» Text shown
———
Pete at the ALS Walk |
The news shouldn't have been a surprise, Pete had been living with ALS for over 6 years. Still I was surprised, pained and saddened. We get into a mode of living, where we think either consciously or subconsciously that things won't change... but they do. I remember after Patrick passed away one of his close friends said, "I just thought he'd stay the way he was forever."
I can say without hesitation that I have yet to become comfortable with death - it still shocks and saddens me whether or not I should've expected it. So, when I got the news from Lachi I was overwhelmed with grief. With one more of our friends passing, it felt like I was losing a little bit more of Patrick.
There are only a few ALS patients left that started this journey with Patrick and I. Pete and Lachi started support group about a year after we did. They were like us, sorting through the diagnosis, making adjustments and trying to figure out what it meant for their future. They had the added consideration that Lachi, herself has an mitochondrial disorder that significantly reduces her strength and she often gets around with the help of a power wheelchair.
So, they had to figure out how it would work with two people with disabilities. Over the years, I never heard either of them wallow, they struggled, yes but never self pity. They were quick to help others in support group, showed tremendous compassion and empathy, and provided helpful suggestions and insights. They were people that made things work.
Pete's journey differed from Patrick's, his symptoms started in the respiratory region. Which generally means your life expectancy is reduced. In all honestly, it never occurred to me that Pete would live such a long time.
———
» What you will do
A: Answer each question using the passage about Pete.
(i) For how long had Pete been living with ALS?
(ii) How long after the writer and Patrick did Pete and Lachi start support group?
(iii) In which region did Pete's symptoms start?
B: Write out the passage about Pete word for word, from "Pete's journey differed" up to and including "a long time.".
C: Extend the passage about Pete, beginning after its last sentence.

» Recorded information
———
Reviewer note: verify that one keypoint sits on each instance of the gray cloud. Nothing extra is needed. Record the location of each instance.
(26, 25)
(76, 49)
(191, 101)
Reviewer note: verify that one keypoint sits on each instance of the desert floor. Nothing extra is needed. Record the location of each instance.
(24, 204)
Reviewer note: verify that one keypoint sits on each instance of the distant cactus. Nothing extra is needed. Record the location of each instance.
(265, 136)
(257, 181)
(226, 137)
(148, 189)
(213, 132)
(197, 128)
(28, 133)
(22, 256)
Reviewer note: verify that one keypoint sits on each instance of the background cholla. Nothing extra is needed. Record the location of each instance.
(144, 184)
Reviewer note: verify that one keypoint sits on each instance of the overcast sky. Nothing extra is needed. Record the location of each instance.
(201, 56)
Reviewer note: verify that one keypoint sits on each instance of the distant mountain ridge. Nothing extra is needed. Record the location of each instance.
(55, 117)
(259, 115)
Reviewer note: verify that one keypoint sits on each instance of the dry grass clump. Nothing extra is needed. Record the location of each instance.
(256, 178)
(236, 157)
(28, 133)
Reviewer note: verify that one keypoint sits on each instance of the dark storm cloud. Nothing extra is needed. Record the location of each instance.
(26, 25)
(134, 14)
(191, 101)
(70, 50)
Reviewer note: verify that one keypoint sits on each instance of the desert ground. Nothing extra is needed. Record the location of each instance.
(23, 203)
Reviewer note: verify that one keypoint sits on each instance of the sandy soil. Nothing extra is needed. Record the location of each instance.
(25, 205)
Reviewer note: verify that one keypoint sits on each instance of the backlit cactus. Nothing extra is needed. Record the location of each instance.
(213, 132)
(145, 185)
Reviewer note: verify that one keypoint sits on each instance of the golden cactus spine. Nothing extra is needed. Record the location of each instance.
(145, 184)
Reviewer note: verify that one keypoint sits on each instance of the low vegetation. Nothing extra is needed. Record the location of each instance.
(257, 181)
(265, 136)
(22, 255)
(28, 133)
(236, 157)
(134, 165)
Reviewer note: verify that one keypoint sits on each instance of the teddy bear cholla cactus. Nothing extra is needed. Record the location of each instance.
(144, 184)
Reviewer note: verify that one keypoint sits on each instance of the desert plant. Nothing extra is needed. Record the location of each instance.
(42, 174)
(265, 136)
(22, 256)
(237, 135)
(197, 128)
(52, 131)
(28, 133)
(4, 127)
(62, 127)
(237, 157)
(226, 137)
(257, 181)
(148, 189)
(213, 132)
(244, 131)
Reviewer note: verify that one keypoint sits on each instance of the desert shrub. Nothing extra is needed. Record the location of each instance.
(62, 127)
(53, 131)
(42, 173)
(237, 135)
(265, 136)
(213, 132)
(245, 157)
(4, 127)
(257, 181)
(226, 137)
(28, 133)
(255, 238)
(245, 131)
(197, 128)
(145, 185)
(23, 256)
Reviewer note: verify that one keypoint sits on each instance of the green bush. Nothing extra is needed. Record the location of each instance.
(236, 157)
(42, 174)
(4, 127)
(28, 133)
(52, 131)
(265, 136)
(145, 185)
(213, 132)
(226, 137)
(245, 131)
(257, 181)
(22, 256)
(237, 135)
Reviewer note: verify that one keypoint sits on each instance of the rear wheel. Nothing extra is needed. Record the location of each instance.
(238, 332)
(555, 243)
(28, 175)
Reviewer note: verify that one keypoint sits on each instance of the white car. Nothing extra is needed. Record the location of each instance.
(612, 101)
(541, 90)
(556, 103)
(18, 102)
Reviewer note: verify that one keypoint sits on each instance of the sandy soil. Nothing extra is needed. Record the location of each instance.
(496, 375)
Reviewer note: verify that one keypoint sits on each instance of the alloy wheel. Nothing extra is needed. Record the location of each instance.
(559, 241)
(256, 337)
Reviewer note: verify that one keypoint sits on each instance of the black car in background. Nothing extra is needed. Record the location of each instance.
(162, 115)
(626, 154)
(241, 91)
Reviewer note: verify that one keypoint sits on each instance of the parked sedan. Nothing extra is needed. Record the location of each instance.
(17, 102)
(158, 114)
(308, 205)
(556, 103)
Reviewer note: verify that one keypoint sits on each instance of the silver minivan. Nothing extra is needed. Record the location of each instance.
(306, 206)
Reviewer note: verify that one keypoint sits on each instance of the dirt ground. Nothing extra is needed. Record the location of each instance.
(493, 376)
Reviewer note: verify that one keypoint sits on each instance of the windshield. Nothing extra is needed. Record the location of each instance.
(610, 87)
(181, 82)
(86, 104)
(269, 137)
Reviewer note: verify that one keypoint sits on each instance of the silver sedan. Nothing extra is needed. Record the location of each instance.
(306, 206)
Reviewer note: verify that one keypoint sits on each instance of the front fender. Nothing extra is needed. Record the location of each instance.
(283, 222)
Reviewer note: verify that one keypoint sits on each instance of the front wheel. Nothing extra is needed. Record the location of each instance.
———
» Answers by item
A:
(i) Over 6 years.
(ii) About a year after.
(iii) The respiratory region.

B:
Pete's journey differed from Patrick's, his symptoms started in the respiratory region. Which generally means your life expectancy is reduced. In all honestly, it never occurred to me that Pete would live such a long time.

C:
After Patrick's death, I've gone out to visit with them every few months. He was declining, I could see that, but he was still Pete and such a positive guy. Lachi and I would head out for lunch at a local restaurant or I'd bring take out.
Very early in the diagnosis Lachi knew that she needed help to care for Pete. They came up with the unique plan of hiring pre-med, pre-nursing students from UC Davis. The level of care varied at times but increased over the years. The last couple of years they employed anywhere from 5-7 students for about 60 hours a week. Lachi ran an amazing staff.
I met a number of these students and it was an obvious win-win for everyone. In addition to being paid, the students got real life experience that impacted and prepared them for their careers. For Lachi and Pete, who have no children, this added a tremendous amount of life to their home. They rejoiced in their triumphs and encouraged and mentored them in their young adult decisions. Whenever I visited I heard a story about one of their student caregivers - they were family.
The love between Lachi and Pete was always apparent, as was their commitment to each other. Pete took care of Lachi for a number of years and in turn Lachi took care of Pete until he passed away. Not many of us have been on both sides of that coin. They did this "dance" with tremendous grace and love. They are a testament to what a marriage could be, not the easy stuff, but how we manage the hard stuff. I will miss witnessing the dance.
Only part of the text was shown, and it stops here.